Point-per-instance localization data

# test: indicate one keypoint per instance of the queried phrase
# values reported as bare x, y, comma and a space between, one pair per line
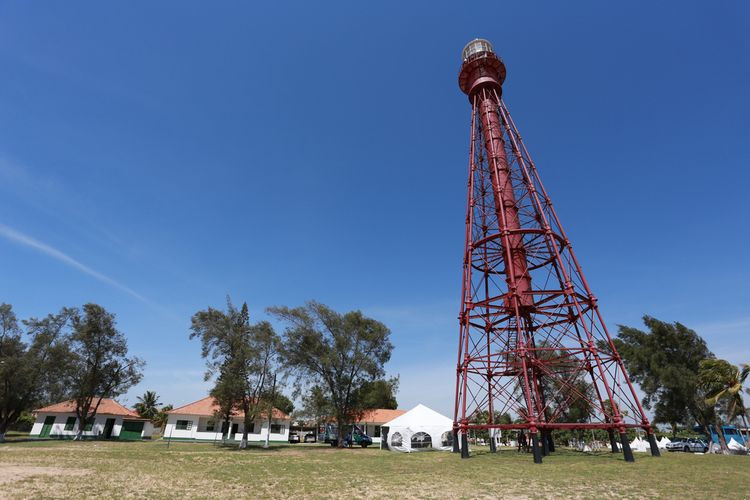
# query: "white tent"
663, 442
640, 445
420, 429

▶ **Task description**: Where the line containing "# values reported" appears, begin writing out the lines word for word, and continue through the last line of the data, leaving out pictures.

▶ **Answer space**:
# values reported as bare x, y, comma and a space between, one pair per line
# query: "white tent"
663, 442
640, 445
420, 429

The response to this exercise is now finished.